** begin Exercise data **

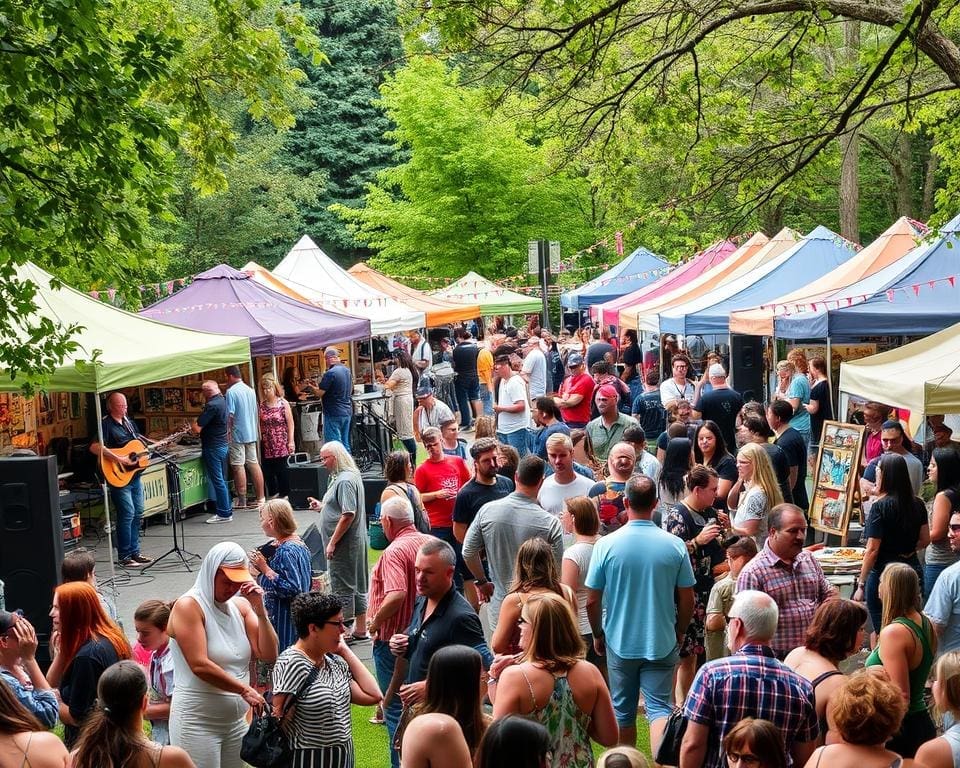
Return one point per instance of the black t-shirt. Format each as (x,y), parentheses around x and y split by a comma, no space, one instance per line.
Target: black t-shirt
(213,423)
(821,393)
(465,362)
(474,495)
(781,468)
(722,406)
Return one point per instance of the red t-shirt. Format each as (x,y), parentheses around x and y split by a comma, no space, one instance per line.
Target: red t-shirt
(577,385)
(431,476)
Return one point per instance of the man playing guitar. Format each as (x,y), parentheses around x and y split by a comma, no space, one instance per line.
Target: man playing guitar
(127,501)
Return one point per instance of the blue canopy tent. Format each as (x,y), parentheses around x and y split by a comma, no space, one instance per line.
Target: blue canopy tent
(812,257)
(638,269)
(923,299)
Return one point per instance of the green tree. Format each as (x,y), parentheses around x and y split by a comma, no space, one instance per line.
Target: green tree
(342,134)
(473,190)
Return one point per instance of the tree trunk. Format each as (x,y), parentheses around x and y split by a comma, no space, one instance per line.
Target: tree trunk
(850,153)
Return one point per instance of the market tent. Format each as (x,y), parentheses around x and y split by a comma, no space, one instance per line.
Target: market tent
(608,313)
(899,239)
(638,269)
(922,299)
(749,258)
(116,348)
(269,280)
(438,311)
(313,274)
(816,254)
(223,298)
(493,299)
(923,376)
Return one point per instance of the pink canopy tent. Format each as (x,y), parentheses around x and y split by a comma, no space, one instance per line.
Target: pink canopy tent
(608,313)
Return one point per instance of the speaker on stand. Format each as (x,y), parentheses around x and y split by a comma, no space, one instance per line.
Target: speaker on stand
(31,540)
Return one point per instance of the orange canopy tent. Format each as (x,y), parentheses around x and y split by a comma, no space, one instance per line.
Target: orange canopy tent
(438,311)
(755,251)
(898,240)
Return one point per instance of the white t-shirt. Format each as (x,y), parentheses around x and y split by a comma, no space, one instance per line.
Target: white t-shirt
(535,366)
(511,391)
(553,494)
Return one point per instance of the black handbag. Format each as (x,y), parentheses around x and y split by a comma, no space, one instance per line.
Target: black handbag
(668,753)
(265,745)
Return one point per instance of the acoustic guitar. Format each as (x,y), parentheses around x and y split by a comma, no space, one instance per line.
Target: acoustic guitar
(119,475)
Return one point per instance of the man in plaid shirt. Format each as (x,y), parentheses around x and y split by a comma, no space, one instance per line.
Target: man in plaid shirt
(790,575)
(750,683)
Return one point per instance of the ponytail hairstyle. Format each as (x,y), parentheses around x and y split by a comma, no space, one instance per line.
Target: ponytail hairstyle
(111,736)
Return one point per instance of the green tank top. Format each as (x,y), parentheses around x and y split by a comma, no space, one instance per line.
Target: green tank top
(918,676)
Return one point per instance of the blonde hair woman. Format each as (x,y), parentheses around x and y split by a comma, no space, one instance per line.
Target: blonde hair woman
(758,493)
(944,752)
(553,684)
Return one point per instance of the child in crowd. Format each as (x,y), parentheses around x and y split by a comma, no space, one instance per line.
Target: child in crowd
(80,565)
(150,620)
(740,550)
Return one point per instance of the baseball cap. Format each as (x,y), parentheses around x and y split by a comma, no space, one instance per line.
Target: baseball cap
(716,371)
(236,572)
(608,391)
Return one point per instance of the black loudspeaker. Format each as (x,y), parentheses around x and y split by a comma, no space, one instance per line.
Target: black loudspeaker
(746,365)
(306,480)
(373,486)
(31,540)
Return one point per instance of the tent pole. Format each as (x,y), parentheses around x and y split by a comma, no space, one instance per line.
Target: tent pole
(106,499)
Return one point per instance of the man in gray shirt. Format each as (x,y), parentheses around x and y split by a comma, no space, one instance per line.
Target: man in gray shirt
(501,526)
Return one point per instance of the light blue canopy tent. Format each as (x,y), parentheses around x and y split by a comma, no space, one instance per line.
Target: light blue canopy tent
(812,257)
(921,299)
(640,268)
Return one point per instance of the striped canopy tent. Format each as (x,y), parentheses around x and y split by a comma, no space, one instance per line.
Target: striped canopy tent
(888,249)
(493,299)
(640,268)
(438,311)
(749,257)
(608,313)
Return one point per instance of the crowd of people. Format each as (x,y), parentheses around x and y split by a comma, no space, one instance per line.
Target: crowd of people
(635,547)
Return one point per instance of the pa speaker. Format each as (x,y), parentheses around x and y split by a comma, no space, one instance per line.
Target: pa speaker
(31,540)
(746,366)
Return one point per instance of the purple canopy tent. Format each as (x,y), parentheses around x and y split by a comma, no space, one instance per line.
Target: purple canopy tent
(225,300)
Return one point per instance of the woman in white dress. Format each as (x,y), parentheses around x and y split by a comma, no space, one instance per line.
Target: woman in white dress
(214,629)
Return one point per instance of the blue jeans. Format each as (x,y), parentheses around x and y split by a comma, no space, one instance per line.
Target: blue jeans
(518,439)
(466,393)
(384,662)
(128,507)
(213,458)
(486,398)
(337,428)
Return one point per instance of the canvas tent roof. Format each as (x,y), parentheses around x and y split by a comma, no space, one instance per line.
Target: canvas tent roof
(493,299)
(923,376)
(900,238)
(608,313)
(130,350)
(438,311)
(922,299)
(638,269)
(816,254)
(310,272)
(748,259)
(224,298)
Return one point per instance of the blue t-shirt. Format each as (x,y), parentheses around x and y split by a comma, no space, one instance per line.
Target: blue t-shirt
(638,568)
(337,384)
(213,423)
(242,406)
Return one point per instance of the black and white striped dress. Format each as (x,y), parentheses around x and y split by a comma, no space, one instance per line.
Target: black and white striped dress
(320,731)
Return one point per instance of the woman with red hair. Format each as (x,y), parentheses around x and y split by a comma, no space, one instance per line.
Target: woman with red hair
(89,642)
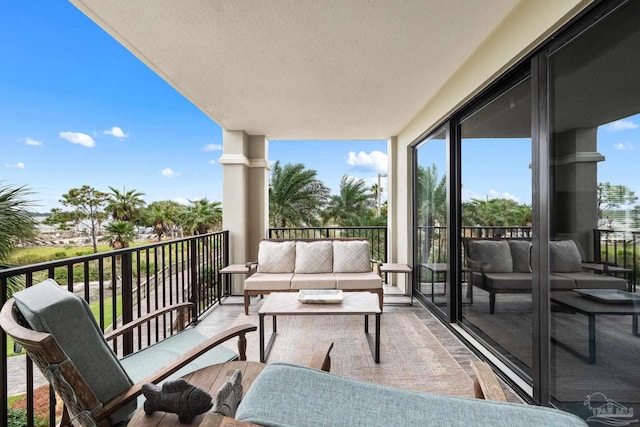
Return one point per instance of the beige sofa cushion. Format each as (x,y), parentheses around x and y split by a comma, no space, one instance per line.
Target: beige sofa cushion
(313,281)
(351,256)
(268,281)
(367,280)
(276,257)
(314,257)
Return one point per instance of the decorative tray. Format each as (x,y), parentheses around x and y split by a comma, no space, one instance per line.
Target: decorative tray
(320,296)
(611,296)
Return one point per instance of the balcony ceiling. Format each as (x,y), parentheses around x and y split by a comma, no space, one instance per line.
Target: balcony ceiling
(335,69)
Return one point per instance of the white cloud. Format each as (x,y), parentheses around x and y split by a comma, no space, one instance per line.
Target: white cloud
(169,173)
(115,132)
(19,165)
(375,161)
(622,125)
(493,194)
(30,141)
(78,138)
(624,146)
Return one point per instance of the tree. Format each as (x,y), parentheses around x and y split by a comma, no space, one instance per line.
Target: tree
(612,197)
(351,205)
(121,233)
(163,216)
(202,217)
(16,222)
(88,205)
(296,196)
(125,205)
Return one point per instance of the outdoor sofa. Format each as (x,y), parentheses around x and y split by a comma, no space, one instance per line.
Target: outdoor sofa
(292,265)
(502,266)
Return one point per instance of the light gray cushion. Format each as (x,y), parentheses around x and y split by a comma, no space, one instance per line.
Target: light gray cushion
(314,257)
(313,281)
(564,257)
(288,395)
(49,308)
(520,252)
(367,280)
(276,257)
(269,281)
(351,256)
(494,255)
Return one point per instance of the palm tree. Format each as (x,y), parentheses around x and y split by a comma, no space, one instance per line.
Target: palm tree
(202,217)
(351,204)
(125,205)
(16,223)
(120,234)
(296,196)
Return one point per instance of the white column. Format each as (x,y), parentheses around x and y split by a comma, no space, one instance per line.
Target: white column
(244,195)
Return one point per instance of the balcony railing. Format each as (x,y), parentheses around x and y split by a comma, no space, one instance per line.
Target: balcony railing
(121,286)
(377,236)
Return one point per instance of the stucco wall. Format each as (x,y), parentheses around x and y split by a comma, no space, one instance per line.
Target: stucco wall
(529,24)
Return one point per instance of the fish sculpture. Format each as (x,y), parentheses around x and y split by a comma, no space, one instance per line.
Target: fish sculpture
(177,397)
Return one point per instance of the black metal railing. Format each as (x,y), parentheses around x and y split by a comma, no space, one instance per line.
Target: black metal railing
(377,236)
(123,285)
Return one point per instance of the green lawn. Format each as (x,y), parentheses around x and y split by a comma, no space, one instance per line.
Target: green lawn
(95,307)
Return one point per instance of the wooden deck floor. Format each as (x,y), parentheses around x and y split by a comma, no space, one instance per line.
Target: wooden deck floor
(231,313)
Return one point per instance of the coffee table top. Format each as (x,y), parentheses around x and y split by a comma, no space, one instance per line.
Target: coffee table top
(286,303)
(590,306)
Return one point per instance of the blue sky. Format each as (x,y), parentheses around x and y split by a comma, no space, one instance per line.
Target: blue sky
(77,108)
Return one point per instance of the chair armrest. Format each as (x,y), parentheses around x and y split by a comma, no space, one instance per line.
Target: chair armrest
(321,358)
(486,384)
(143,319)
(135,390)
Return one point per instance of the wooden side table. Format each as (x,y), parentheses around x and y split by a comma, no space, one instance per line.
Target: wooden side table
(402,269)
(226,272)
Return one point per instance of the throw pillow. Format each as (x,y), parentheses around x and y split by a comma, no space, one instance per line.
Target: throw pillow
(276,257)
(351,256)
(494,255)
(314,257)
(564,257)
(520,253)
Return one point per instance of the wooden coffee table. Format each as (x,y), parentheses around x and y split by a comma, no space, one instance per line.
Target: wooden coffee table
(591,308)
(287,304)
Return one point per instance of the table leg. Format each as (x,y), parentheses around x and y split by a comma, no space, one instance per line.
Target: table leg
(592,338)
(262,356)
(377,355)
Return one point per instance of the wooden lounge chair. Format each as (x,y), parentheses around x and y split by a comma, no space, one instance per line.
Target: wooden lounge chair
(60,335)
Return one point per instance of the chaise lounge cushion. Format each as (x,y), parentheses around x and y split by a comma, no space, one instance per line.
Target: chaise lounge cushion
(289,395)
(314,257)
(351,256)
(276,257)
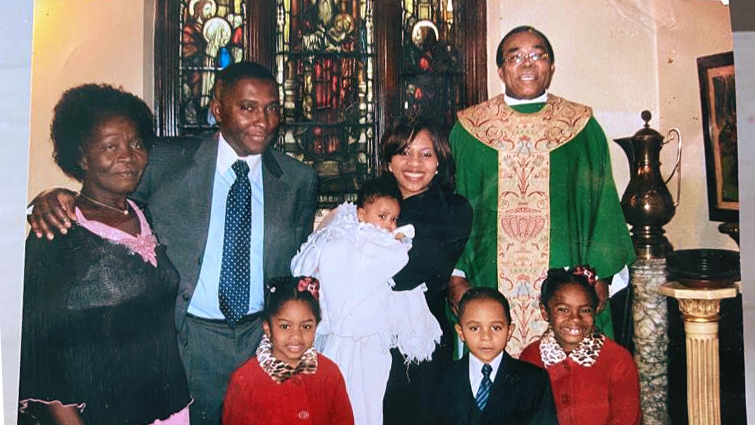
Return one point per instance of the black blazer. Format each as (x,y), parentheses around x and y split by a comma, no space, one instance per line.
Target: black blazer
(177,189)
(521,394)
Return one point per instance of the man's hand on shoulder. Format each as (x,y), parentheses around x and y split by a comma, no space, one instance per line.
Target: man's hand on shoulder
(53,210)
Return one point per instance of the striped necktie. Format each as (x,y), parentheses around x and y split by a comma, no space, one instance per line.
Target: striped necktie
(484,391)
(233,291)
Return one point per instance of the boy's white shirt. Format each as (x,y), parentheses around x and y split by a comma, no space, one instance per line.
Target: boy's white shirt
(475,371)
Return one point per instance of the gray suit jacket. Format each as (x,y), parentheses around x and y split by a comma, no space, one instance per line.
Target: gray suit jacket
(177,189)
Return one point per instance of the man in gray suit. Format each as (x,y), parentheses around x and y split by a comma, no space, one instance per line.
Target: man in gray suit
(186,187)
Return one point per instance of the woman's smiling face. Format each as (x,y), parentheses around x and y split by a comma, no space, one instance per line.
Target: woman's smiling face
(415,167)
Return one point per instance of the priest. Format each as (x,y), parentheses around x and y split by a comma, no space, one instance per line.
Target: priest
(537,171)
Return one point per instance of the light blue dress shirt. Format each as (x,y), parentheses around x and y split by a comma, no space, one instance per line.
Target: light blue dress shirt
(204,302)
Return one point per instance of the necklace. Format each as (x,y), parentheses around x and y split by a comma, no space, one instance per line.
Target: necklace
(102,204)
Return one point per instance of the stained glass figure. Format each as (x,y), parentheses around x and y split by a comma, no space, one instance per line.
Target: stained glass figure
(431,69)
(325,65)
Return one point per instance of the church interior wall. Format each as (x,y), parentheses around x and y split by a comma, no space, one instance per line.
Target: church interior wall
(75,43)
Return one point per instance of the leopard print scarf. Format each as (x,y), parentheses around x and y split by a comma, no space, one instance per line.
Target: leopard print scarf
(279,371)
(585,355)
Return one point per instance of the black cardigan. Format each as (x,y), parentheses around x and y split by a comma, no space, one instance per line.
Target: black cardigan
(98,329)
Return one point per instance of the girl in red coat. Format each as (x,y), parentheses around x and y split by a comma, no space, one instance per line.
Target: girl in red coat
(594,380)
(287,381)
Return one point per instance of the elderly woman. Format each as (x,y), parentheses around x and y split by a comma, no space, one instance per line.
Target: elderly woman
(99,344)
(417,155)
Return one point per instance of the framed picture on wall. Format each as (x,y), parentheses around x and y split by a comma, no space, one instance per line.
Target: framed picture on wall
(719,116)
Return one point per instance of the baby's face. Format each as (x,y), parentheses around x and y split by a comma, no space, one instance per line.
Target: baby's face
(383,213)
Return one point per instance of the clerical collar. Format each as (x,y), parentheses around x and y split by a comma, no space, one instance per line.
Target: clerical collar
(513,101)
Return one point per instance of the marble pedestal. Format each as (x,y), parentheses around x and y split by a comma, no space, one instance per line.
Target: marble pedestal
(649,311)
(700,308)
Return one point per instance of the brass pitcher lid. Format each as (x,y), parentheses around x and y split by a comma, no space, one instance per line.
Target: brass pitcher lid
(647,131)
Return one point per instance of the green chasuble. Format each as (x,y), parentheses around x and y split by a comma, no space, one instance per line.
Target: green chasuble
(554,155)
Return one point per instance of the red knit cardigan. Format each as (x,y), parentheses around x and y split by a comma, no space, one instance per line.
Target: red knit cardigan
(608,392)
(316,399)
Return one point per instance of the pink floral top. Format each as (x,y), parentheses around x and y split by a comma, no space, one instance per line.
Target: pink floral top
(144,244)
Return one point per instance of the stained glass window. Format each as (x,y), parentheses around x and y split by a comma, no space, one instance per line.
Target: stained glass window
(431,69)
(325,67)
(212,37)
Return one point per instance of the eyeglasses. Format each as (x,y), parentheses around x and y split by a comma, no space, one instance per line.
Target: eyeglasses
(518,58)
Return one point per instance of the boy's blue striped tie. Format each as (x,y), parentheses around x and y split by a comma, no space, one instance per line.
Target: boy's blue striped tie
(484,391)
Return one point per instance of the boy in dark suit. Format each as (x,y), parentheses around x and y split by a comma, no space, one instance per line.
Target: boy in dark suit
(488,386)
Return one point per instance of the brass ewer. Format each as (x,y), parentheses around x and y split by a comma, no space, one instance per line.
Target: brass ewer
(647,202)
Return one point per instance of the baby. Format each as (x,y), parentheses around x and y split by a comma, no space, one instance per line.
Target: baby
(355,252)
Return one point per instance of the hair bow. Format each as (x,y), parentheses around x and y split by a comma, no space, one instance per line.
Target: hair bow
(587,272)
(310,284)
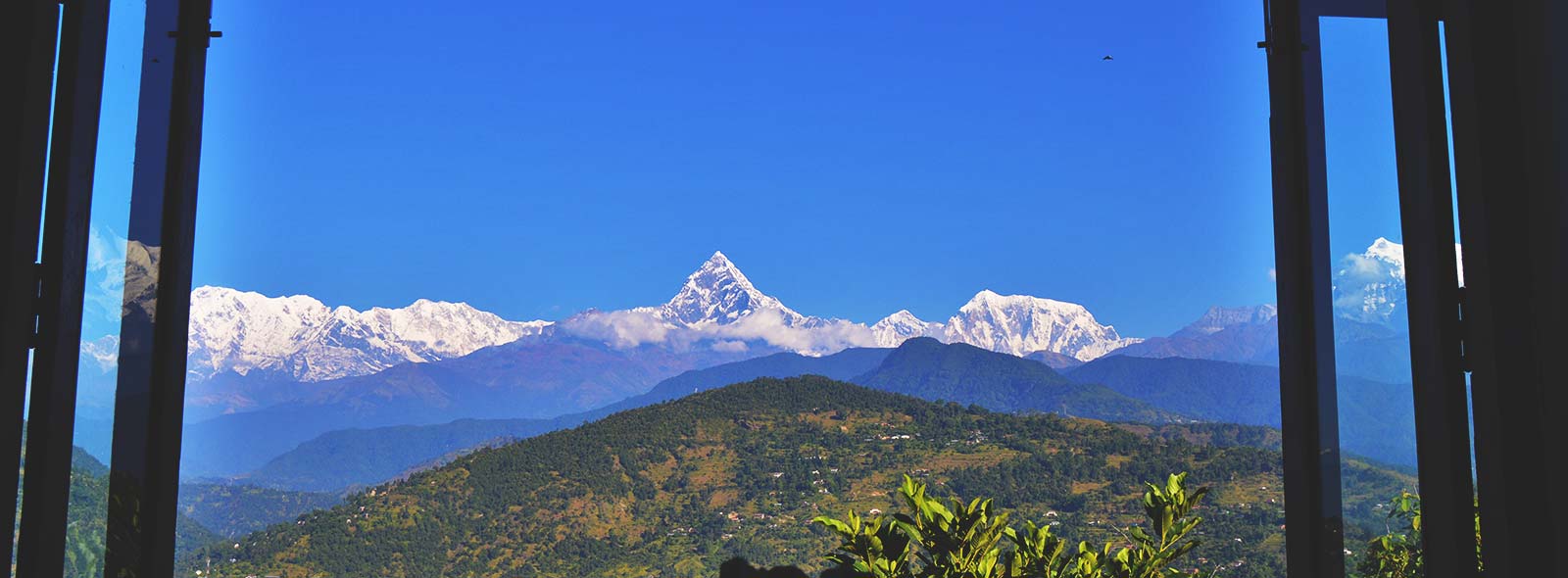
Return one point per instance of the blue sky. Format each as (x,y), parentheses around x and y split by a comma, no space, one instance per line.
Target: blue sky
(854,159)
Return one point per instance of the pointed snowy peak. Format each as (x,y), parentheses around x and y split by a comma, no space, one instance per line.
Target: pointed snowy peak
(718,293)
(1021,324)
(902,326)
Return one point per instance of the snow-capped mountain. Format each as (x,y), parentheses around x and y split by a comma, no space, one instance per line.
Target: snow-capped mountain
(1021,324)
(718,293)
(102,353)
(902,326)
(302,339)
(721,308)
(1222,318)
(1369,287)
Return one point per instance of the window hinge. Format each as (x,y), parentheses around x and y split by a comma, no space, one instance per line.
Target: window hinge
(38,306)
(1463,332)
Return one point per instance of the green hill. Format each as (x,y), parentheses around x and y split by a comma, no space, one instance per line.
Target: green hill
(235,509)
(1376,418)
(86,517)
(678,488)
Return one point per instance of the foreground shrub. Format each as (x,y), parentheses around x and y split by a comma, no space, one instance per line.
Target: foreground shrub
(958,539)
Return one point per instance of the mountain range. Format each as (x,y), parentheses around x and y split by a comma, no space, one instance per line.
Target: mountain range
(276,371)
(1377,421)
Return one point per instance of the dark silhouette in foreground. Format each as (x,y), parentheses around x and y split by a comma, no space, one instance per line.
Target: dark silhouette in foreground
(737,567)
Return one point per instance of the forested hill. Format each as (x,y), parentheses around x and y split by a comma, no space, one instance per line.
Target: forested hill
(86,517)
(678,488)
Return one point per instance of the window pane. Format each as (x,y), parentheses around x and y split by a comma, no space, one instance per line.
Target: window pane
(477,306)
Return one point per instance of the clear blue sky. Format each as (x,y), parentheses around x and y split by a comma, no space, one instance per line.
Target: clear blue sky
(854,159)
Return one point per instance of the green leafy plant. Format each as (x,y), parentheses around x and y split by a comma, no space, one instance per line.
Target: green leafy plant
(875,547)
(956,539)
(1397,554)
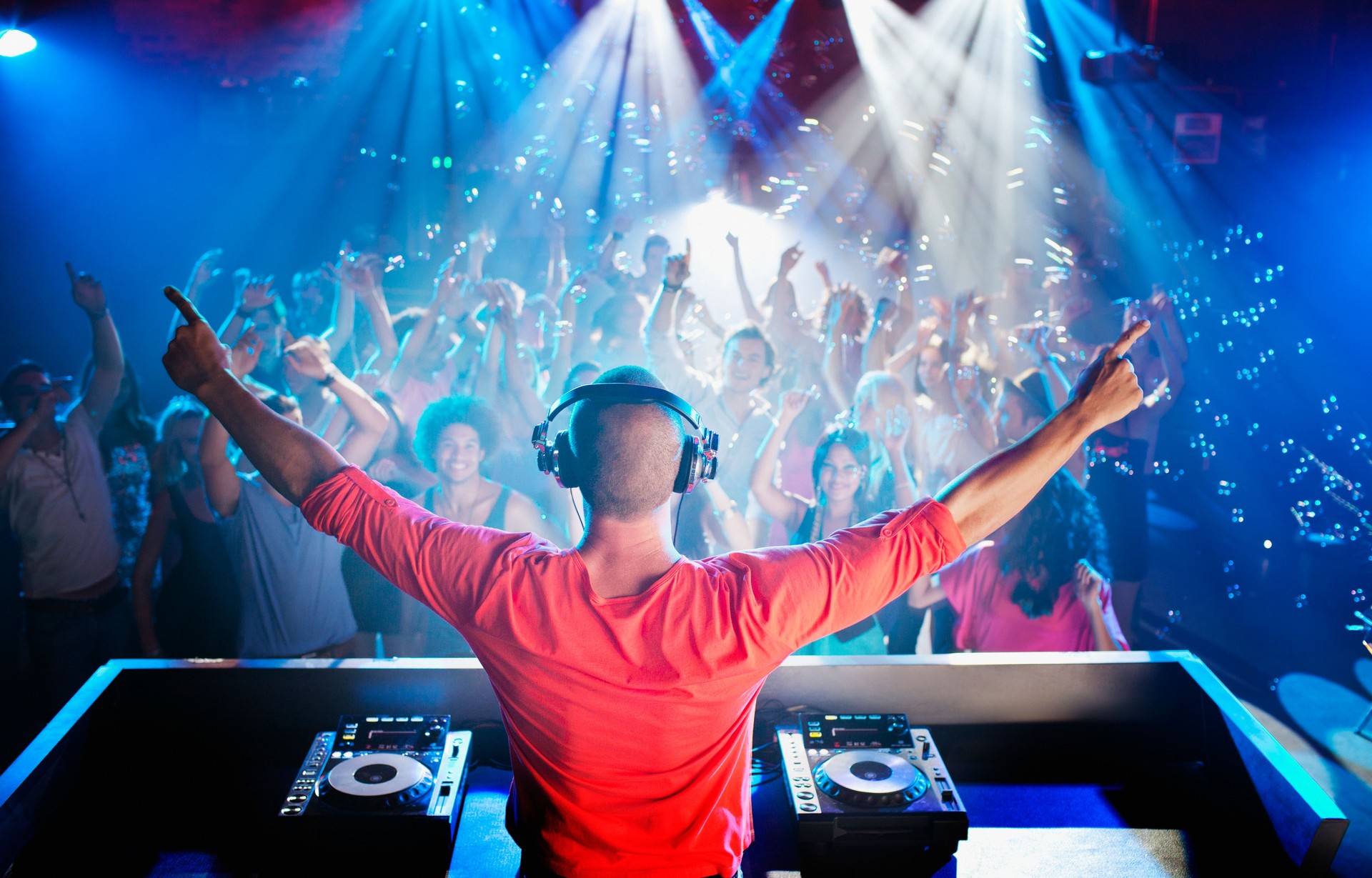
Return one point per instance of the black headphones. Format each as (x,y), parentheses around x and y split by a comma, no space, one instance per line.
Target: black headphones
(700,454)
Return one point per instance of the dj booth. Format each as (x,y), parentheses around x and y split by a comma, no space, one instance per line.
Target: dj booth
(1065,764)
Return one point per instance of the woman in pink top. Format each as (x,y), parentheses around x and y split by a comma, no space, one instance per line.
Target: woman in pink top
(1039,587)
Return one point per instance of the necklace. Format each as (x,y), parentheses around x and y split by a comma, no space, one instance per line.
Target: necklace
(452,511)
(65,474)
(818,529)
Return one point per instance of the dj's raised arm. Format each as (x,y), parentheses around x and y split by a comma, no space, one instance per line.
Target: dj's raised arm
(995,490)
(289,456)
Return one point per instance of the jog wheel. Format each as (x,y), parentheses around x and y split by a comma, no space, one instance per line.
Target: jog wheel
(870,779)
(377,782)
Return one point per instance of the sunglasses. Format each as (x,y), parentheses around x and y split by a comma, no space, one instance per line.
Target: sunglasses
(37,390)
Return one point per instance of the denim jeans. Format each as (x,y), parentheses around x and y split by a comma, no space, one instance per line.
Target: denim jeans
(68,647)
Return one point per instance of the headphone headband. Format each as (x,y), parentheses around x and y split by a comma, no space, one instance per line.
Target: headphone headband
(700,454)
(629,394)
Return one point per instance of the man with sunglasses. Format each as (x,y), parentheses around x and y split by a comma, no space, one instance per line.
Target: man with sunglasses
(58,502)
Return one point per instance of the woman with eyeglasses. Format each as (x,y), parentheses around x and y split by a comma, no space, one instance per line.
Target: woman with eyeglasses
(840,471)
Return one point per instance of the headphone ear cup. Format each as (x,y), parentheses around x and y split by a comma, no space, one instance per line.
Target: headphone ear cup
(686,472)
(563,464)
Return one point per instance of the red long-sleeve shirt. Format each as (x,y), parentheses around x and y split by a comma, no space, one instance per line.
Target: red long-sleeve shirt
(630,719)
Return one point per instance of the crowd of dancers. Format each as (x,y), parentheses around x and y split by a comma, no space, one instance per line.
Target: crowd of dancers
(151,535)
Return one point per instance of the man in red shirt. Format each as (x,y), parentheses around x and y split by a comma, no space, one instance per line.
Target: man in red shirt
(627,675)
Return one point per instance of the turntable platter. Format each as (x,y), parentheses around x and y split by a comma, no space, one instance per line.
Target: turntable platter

** end Exercise data **

**Short task**
Reproduce the data from the line that contains "Return one point per instance of the turntable" through the end, with "platter" changed to "deck" and nothing else altered.

**Task output**
Return one point per instance of the turntable deck. Format each as (x,y), parentheses around x and y split by a comma, no space, one instance per line.
Target: turntable deck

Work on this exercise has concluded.